● What you need to do:
A) Copy the passage of the article on the Kurdistan flight ban word for word, from "On December 19, Kurdish" up to and including "of Kurdistan (PUK).".
B) List every date in the article on the Kurdistan flight ban that gives both a month and a day of the month.

══ Given passage ══

Iraqi authorities have extended for two more months an international flight ban on the country’s semi-autonomous Kurdistan region amid tensions between the Baghdad government and the Kurdistan Regional Government (KRG) in the wake of the September controversial Kurdish independence referendum.
Talar Faiq Salih, the director of the airport in the Kurdistan's capital city of Erbil, said on Thursday that the Iraqi Ministry of Transportation had sent a message signaling that international flights were “banned until February 28.”
“Only domestic flights are authorized,” she noted.
The referendum on secession of the Kurdistan region was held on September 25 despite strong opposition from Iraqi authorities, the international community, and Iraq's neighboring countries, especially Turkey and Iran.
Following the vote, Baghdad imposed a ban on direct international flights to the Kurdish region and called for a halt to its independent crude oil sales.
On October 12, an Iraqi government spokesman said Baghdad had set a series of conditions that the KRG needed to meet before any talks on the resolution of the referendum crisis could start.
“The KRG must first commit to Iraq's unity. The local authorities in the [Kurdistan] region… must accept the sovereign authority of the federal government on… oil exports, [as well as] security and border protection, including land and air entry points,” the unnamed Iraqi official added.
Iraqi Prime Minister Haider al-Abadi has already demanded the annulment of the referendum.
“We won't accept anything but its cancelation and the respect of the constitution,” he said in a statement on October 26 during a visit to Tehran.
The two-month extension comes as Iraqi Kurdistan is suffering from financial and economic hardships, which have been exacerbated following the independence push.
On December 19, Kurdish security forces fatally shot five protesters during clashes over unpaid salaries and corruption.
Asayesh forces opened fire at a group of protesters in the town of Ranya, which is a part of the Sulaymaniyah province, after the latter stormed and set ablaze the office of the Patriotic Union of Kurdistan (PUK).
Kurdish medical sources, requesting anonymity, said another 20 people were wounded as well.
Frustration over unpaid salaries to teachers and other civil servants, in addition to the deterioration of basic services and widespread corruption have been described as the main reasons behind mass protests in Iraq’s Kurdistan region.
The semi-autonomous region has disagreements with the central government in Baghdad over distribution of crude oil revenues extracted from the northern oilfields.

═══
══ Entries shown ══

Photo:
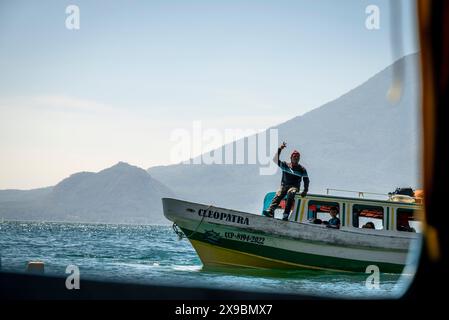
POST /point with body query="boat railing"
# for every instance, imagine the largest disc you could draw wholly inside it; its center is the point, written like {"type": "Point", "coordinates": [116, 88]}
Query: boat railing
{"type": "Point", "coordinates": [361, 194]}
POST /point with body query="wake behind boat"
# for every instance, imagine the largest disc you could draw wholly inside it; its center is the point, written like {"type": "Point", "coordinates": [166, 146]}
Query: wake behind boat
{"type": "Point", "coordinates": [225, 237]}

═══

● Solved problems:
A)
On December 19, Kurdish security forces fatally shot five protesters during clashes over unpaid salaries and corruption.
Asayesh forces opened fire at a group of protesters in the town of Ranya, which is a part of the Sulaymaniyah province, after the latter stormed and set ablaze the office of the Patriotic Union of Kurdistan (PUK).

B)
February 28
September 25
October 12
October 26
December 19